- WHAT THE TASK REQUIRES: Please list every line of the records below that contains the string "item", matching case exactly.

Image region outline records
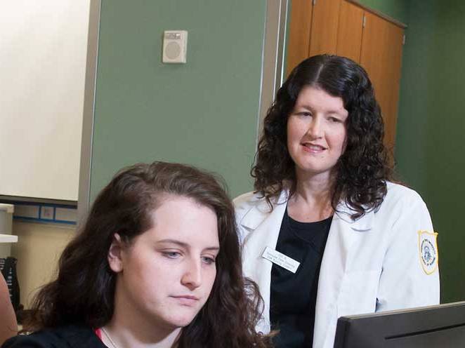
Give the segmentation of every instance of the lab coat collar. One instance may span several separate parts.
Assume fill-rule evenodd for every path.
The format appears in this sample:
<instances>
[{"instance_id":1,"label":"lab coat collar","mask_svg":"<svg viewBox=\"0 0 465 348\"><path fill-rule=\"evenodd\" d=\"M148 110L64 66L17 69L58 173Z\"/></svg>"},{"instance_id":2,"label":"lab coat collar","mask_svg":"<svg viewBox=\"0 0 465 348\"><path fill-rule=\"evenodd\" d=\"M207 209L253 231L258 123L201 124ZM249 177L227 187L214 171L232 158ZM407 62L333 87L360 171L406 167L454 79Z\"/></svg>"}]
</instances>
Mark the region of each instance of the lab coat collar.
<instances>
[{"instance_id":1,"label":"lab coat collar","mask_svg":"<svg viewBox=\"0 0 465 348\"><path fill-rule=\"evenodd\" d=\"M276 206L286 204L289 197L289 191L283 189L277 199L272 201L273 208ZM240 222L240 225L249 229L256 229L258 225L270 215L271 208L263 198L256 198L258 204L247 212ZM341 201L337 206L334 219L341 219L355 231L369 231L372 229L374 218L373 209L366 212L362 216L353 220L351 215L355 211L349 207L345 201Z\"/></svg>"},{"instance_id":2,"label":"lab coat collar","mask_svg":"<svg viewBox=\"0 0 465 348\"><path fill-rule=\"evenodd\" d=\"M338 204L333 218L343 220L348 224L352 229L355 231L369 231L372 229L374 219L374 210L371 209L360 218L353 220L351 215L355 213L355 211L349 207L345 201L341 201Z\"/></svg>"}]
</instances>

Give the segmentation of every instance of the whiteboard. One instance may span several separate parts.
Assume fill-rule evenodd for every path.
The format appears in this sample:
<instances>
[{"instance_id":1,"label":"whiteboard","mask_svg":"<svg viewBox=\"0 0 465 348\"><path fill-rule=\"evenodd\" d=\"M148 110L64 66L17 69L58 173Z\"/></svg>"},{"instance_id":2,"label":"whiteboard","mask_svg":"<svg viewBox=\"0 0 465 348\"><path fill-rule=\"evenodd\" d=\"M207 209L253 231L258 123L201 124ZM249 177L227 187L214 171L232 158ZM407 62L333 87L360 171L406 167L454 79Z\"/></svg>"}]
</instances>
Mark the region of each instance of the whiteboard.
<instances>
[{"instance_id":1,"label":"whiteboard","mask_svg":"<svg viewBox=\"0 0 465 348\"><path fill-rule=\"evenodd\" d=\"M90 0L0 0L0 195L77 201Z\"/></svg>"}]
</instances>

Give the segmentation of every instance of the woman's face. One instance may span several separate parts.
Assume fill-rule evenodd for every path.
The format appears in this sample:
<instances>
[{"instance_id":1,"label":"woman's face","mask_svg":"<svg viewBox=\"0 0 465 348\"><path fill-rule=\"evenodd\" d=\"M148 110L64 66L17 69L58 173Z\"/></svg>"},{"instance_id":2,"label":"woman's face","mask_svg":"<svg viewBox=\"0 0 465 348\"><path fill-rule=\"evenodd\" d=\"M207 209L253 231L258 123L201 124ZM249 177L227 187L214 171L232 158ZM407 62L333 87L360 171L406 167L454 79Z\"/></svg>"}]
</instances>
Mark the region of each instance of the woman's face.
<instances>
[{"instance_id":1,"label":"woman's face","mask_svg":"<svg viewBox=\"0 0 465 348\"><path fill-rule=\"evenodd\" d=\"M152 221L130 246L110 247L109 262L117 274L115 314L119 306L126 318L169 330L189 324L210 295L219 251L217 219L210 208L169 195Z\"/></svg>"},{"instance_id":2,"label":"woman's face","mask_svg":"<svg viewBox=\"0 0 465 348\"><path fill-rule=\"evenodd\" d=\"M287 120L287 149L298 179L329 180L345 149L348 116L342 98L310 86L302 88Z\"/></svg>"}]
</instances>

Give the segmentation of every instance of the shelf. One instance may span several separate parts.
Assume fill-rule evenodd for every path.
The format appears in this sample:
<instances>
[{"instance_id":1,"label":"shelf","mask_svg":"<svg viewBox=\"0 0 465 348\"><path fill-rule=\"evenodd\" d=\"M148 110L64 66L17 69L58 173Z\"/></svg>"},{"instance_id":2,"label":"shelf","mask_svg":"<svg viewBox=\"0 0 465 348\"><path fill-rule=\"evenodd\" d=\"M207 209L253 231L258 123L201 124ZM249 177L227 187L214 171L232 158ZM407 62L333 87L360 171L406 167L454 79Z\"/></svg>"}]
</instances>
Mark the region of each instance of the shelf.
<instances>
[{"instance_id":1,"label":"shelf","mask_svg":"<svg viewBox=\"0 0 465 348\"><path fill-rule=\"evenodd\" d=\"M18 236L0 234L0 243L16 243L17 241Z\"/></svg>"}]
</instances>

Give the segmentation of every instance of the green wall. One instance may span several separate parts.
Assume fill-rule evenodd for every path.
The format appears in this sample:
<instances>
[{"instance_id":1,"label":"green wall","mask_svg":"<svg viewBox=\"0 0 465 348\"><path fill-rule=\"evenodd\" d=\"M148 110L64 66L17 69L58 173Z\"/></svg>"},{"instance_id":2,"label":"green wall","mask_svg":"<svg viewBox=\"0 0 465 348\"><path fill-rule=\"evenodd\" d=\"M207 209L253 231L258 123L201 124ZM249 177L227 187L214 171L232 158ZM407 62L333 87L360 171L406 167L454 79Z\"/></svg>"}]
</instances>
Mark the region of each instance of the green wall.
<instances>
[{"instance_id":1,"label":"green wall","mask_svg":"<svg viewBox=\"0 0 465 348\"><path fill-rule=\"evenodd\" d=\"M441 301L465 300L465 4L411 0L395 156L439 233ZM425 289L427 290L427 289Z\"/></svg>"},{"instance_id":2,"label":"green wall","mask_svg":"<svg viewBox=\"0 0 465 348\"><path fill-rule=\"evenodd\" d=\"M374 10L407 24L409 1L406 0L359 0L359 2Z\"/></svg>"},{"instance_id":3,"label":"green wall","mask_svg":"<svg viewBox=\"0 0 465 348\"><path fill-rule=\"evenodd\" d=\"M250 190L266 0L103 0L91 200L137 161L188 163ZM162 63L164 30L188 62Z\"/></svg>"}]
</instances>

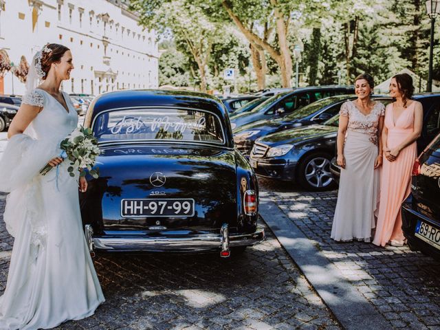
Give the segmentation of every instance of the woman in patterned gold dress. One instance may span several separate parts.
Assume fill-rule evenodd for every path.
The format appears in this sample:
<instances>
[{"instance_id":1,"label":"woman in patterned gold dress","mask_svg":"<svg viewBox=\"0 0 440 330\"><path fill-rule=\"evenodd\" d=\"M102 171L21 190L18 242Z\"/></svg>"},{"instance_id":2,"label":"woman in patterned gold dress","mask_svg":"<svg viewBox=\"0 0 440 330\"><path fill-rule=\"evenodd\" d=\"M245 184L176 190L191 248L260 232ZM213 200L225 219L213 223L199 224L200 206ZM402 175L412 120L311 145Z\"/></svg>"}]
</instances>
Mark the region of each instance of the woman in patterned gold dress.
<instances>
[{"instance_id":1,"label":"woman in patterned gold dress","mask_svg":"<svg viewBox=\"0 0 440 330\"><path fill-rule=\"evenodd\" d=\"M369 242L375 228L382 163L379 137L385 108L371 98L374 80L361 74L355 81L358 99L347 101L340 111L338 164L342 168L331 238Z\"/></svg>"}]
</instances>

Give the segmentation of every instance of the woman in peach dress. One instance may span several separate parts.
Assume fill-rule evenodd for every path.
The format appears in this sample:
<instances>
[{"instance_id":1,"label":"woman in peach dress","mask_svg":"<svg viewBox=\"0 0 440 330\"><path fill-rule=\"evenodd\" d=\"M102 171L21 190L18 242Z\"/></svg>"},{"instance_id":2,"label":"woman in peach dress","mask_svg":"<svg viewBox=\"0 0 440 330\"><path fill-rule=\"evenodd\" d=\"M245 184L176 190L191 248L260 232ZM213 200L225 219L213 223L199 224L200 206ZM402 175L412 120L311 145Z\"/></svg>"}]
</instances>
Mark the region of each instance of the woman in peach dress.
<instances>
[{"instance_id":1,"label":"woman in peach dress","mask_svg":"<svg viewBox=\"0 0 440 330\"><path fill-rule=\"evenodd\" d=\"M402 246L405 237L402 230L400 208L410 193L411 170L417 157L416 140L420 136L423 108L411 100L412 78L407 74L393 77L390 95L395 102L385 111L382 144L384 154L380 183L380 199L376 232L373 243L385 246Z\"/></svg>"}]
</instances>

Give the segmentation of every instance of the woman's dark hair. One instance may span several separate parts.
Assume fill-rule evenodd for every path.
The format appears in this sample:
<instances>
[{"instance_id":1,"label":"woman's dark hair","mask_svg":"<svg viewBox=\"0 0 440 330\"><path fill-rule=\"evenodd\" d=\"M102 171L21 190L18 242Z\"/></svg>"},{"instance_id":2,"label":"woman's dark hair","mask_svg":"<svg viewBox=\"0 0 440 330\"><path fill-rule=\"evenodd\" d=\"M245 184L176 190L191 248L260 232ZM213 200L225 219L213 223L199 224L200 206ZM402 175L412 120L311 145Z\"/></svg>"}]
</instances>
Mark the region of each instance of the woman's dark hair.
<instances>
[{"instance_id":1,"label":"woman's dark hair","mask_svg":"<svg viewBox=\"0 0 440 330\"><path fill-rule=\"evenodd\" d=\"M356 81L360 80L361 79L365 79L366 82L370 85L370 88L371 89L374 89L374 78L371 74L361 74L356 77L355 79L355 85L356 84Z\"/></svg>"},{"instance_id":2,"label":"woman's dark hair","mask_svg":"<svg viewBox=\"0 0 440 330\"><path fill-rule=\"evenodd\" d=\"M397 88L402 94L404 107L406 107L406 101L412 97L414 94L414 86L412 85L412 78L408 74L396 74L393 77L396 80Z\"/></svg>"},{"instance_id":3,"label":"woman's dark hair","mask_svg":"<svg viewBox=\"0 0 440 330\"><path fill-rule=\"evenodd\" d=\"M65 46L58 43L50 43L46 45L50 50L50 52L43 52L41 54L41 69L45 74L43 79L47 77L47 74L50 69L50 65L54 63L58 63L67 51L70 50Z\"/></svg>"}]
</instances>

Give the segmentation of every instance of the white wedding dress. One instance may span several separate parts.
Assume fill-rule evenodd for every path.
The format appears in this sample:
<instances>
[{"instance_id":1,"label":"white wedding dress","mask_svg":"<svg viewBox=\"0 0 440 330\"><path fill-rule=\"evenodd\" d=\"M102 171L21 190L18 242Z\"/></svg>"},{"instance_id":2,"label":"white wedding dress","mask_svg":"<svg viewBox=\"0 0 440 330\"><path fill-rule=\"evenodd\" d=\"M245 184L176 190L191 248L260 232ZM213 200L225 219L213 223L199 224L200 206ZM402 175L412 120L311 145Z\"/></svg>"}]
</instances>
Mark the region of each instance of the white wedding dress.
<instances>
[{"instance_id":1,"label":"white wedding dress","mask_svg":"<svg viewBox=\"0 0 440 330\"><path fill-rule=\"evenodd\" d=\"M42 89L23 97L23 103L43 110L23 134L10 139L0 160L0 190L10 192L3 218L15 238L0 297L1 330L52 328L93 314L104 300L82 231L78 174L69 175L68 160L58 177L56 168L38 174L78 124L63 96L68 112Z\"/></svg>"}]
</instances>

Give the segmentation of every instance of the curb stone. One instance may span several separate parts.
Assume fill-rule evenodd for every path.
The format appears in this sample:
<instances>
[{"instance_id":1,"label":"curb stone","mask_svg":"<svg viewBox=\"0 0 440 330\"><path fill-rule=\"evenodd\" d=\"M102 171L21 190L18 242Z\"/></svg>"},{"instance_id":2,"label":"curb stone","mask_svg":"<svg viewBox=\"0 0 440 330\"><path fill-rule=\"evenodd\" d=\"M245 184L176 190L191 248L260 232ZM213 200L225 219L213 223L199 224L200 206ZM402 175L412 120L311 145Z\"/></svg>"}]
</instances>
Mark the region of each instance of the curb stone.
<instances>
[{"instance_id":1,"label":"curb stone","mask_svg":"<svg viewBox=\"0 0 440 330\"><path fill-rule=\"evenodd\" d=\"M344 329L393 328L274 202L260 197L258 208L264 221Z\"/></svg>"}]
</instances>

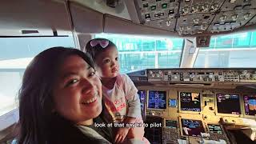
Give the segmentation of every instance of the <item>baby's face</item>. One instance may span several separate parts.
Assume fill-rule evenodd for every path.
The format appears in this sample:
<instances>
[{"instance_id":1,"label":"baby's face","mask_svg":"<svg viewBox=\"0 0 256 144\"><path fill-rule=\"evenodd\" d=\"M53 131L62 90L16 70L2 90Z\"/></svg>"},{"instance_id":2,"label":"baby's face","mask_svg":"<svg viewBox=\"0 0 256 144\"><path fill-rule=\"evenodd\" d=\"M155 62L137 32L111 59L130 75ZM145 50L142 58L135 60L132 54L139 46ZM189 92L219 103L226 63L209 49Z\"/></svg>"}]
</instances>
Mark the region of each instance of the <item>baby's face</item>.
<instances>
[{"instance_id":1,"label":"baby's face","mask_svg":"<svg viewBox=\"0 0 256 144\"><path fill-rule=\"evenodd\" d=\"M108 47L96 58L96 70L101 78L114 78L119 73L118 51L115 46Z\"/></svg>"}]
</instances>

- SOLUTION TO THIS EXERCISE:
Give the segmentation of every instance of the <item>baby's face</item>. One instance may span several separate parts.
Mark the region of each instance of the <item>baby's face</item>.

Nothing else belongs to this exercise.